> [Task description]:
Restate word for word, and only, the lines that extend from the line containing "Identify the snow-capped" through the end of the records below.

[Source information Boundary: Start]

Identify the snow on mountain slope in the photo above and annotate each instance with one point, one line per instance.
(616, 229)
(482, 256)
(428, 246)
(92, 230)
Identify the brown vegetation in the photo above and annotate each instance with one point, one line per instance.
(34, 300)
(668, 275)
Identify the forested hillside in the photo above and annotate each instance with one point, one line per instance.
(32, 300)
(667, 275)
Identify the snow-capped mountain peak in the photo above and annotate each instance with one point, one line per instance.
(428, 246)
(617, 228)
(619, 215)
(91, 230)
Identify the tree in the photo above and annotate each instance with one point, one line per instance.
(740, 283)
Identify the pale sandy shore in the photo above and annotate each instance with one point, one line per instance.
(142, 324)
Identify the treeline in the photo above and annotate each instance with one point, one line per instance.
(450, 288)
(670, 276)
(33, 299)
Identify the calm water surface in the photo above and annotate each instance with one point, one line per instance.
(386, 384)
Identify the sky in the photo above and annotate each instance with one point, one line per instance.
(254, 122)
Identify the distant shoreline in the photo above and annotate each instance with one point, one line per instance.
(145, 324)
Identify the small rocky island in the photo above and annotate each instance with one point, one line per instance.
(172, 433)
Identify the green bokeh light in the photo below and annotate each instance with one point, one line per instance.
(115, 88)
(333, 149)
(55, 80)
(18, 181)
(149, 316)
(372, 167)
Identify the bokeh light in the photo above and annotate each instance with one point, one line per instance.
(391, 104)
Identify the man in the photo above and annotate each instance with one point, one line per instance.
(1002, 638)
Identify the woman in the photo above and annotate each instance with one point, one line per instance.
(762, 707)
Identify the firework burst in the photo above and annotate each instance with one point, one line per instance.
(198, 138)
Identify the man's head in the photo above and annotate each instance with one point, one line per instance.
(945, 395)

[Source information Boundary: End]

> [Written reply]:
Identify the snow-capped mountain peak in the photo above and annotate each instance with one point, one line per instance.
(428, 246)
(617, 228)
(619, 215)
(91, 230)
Identify the tree in the photo above and annotate each instance with one point, one line per instance.
(740, 283)
Identify the pale sandy shore in the photo above and annotate each instance with one point, one line per instance.
(142, 324)
Identify the treeline in the photo above and annotate each instance with one point, one line per instance.
(450, 288)
(670, 276)
(33, 299)
Identify the calm water surface in the photo above and annotate each instance with one point, one line per instance.
(386, 384)
Identify the sky in the photo above and annotate each instance with one point, one line per instance.
(254, 122)
Identify the distant shoreline in the photo above and annotate each instance with one point, one line per instance.
(145, 324)
Identify the small rocky island in the photo above and annotate each instance with one point, one line per instance.
(172, 433)
Identify the green bokeh light in the photo below and annotate each instance with one point, one line per instance.
(115, 88)
(333, 149)
(55, 80)
(18, 181)
(149, 316)
(372, 167)
Identify the bokeh light in the photo above and annotate each instance with one point, one line per instance.
(391, 104)
Identify the man in the photo above and annotate each instance with one point, one line per instance.
(1002, 638)
Identify the woman in the photo above and annotate each instance with one point, one line per instance.
(762, 707)
Identify the firework burst in the photo above and annotate each instance with one point, one line per instance.
(198, 138)
Identify the man's head in the photo above and annotate each instance with one point, one line per instance.
(945, 395)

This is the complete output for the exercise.